» **DIRECTIVE**:
Transcribe the entries below exactly; leave every image out.
===== ENTRIES SUPPLIED
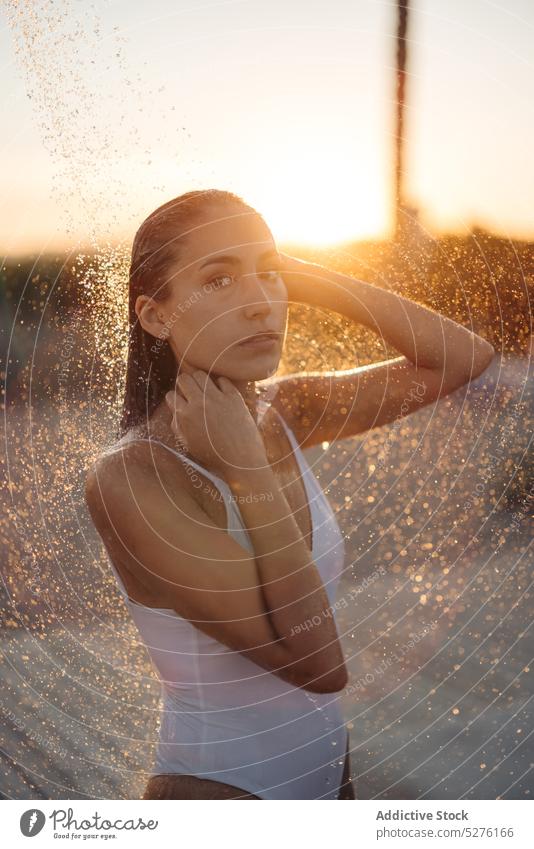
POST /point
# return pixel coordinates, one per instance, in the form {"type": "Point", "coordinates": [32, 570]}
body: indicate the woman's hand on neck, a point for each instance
{"type": "Point", "coordinates": [246, 387]}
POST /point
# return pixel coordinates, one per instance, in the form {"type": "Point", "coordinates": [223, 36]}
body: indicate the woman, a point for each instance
{"type": "Point", "coordinates": [222, 541]}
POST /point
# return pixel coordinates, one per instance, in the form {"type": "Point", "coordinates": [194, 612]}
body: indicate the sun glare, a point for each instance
{"type": "Point", "coordinates": [321, 203]}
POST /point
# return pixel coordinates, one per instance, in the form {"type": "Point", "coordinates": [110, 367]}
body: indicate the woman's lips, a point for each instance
{"type": "Point", "coordinates": [260, 341]}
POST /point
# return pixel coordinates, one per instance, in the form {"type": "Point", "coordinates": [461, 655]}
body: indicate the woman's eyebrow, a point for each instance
{"type": "Point", "coordinates": [234, 259]}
==========
» **REPLY**:
POST /point
# return pixel coordinates, one per instance, in the form {"type": "Point", "coordinates": [32, 570]}
body: indicate the woman's hand on neck, a point for each instance
{"type": "Point", "coordinates": [246, 387]}
POST /point
# return pixel coordinates, one per instance, in the form {"type": "Point", "coordinates": [223, 36]}
body: indicate the woman, a point for each instance
{"type": "Point", "coordinates": [222, 541]}
POST /point
# return pixel coordinates, one per instance, in the form {"type": "Point", "coordinates": [194, 612]}
body: indicate the sun glare, a point for each instance
{"type": "Point", "coordinates": [321, 203]}
POST /point
# return pixel coordinates, one per instance, in the form {"type": "Point", "coordinates": [110, 367]}
body: indicate the woman's lips, a point for each instance
{"type": "Point", "coordinates": [260, 341]}
POST /point
# return pixel coordinates, one per instance, in the form {"type": "Point", "coordinates": [461, 655]}
body: indicate the woman's eyebrow, a point for each instance
{"type": "Point", "coordinates": [234, 259]}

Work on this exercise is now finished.